*EXCERPTED TEXT:*
— Start —
Since last week's video sting prompted departures of key NPR leaders, coverage of the public media defunding fight has escalated from a trickle to a flood. Even though the content of the edited video has now been called into question, the controversy was perfectly timed to fuel efforts to cut or cripple public broadcasting, including a now-postponed-yet-again federal budget resolution, plus today's House vote on a bill forbidding stations to spend federal dollars on NPR content, which passed 228-192.

For the past month, I've been tracking the various ways in which advocates are making the case to preserve public media. Given the volume of discussion, this week I'll just highlight critical flashpoints, plus a few new arguments and proposals that are rising to the top.

 

Highlights from the past week:

  • March 17: What the NPR fight is really about—"In politics, there are plenty of lose-lose propositions for the two parties," Washington Post blogger Chris Cilizza writes, "But, the fight over NPR’s funding mechanism is a rare occasion where both sides may wind up on the winning side." 
  • March 17: Live-blogging the NPR funding debate—MPR News offers a blow-by-blow of the floor discussion.
  • March 17: The Real Value of Public Broadcasting—On the New America Foundation site, Loris Taylor of Native Public Media writes that policymakers are ignoring the impact that public broadcasting cuts would have in rural areas and Native communities. "On the ground, in local communities, people understand that public broadcasting isn’t about left or right, it’s about locally driven and responsible communication service to our publics; and about robust and healthy information systems so that we can make informed decisions about our own futures. This is especially true in Indian country – but it is important for every corner of our nation."
  • March 16: What James O’Keefe knows about media (and you should too)—Steve Myers of Poynter.org writes "Whatever we call this surreptitiously recorded audio and video, we’re going to see more of it. We shouldn’t merely focus on the scandalous words uttered by an NPR executive or Wisconsin Gov. Scott Walker. We should think about what this work is, where it fits in the media landscape, and why it gets attention."
  • March 16: A plan to save PBS: Lose the feds—Variety's Brian Lowry observes astutely "Clearly, if PBS and NPR are to be saved, it's going to require a scheme sure to piss off everybody."
  • March 15: Delivering One Million Petitions Defending Public Media—Media reform organization Free Press joins unions representing media workers and progressive advocacy groups Credo Action and MoveOn to deliver a million petitions to Congress—in totebags. (Take that, Jon Stewart)
  • March 15: Glenn Beck baffles with NPR video critique—Politico reports that, in an unexpected twist, the conservative FOX commentator deconstructed O'Keefe's video of Ron Schiller on his web site The Blaze, criticizing how the video's "deceptive nature" undermines O'Keefe's credibility. "By Sunday, NPR’s ombudsman Alicia Shepard was giving Beck a shout-out on CNN’s “Reliable Sources” for the piece, and by Monday, the story of the misleadingly edited video had hit the AP wire, crediting The Blaze in the second paragraph."
  • March 14: A Week Later, NPR Decides to Fight After All—The Atlantic's Wire blog notes: "All judgment over the quality of the video and the validity of the anti-NPR case aside, this is some pretty odd defense strategy. If NPR was going to point out that the video was questionable, what took them so long? Hasn't the damage already been done? Who's running strategy over there, and why play dead for a week only to come back to fight the next?"
— End —
*INFORMATION GIVEN:*
— Start —
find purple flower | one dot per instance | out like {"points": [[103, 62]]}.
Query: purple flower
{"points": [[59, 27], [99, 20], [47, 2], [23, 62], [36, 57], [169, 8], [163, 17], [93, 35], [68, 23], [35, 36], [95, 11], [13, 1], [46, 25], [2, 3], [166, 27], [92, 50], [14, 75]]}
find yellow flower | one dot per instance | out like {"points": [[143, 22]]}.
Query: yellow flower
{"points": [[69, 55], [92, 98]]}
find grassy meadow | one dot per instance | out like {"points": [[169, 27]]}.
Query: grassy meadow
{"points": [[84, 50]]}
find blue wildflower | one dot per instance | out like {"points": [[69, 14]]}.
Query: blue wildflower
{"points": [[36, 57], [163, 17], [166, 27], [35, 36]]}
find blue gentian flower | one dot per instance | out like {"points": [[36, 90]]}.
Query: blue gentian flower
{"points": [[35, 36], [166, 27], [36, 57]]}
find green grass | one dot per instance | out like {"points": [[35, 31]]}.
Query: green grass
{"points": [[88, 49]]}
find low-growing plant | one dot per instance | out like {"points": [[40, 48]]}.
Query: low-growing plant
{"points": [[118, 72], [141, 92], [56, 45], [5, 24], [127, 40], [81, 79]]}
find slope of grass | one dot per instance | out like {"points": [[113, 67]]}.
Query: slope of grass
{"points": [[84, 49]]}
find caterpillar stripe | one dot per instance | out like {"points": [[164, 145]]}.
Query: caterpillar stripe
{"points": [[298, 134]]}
— End —
— Start —
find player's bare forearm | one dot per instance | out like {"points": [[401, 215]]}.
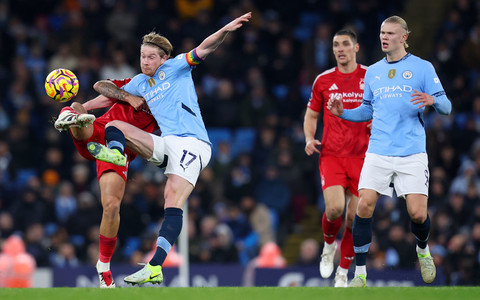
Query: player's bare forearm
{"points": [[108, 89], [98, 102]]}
— End —
*TASKS:*
1) Answer these about the public media roundup:
(a) What was the vote count when the House passed the bill barring stations from spending federal dollars on NPR content?
(b) On which organization's site did Loris Taylor's piece appear?
(c) What were the million petitions delivered to Congress in?
2) Repeat the part of the public media roundup from "For the past" to "to the top." word for word.
The items above have nothing to do with what you're asked here.

*SOLUTION SET:*
1)
(a) 228-192
(b) The New America Foundation
(c) Totebags

2)
For the past month, I've been tracking the various ways in which advocates are making the case to preserve public media. Given the volume of discussion, this week I'll just highlight critical flashpoints, plus a few new arguments and proposals that are rising to the top.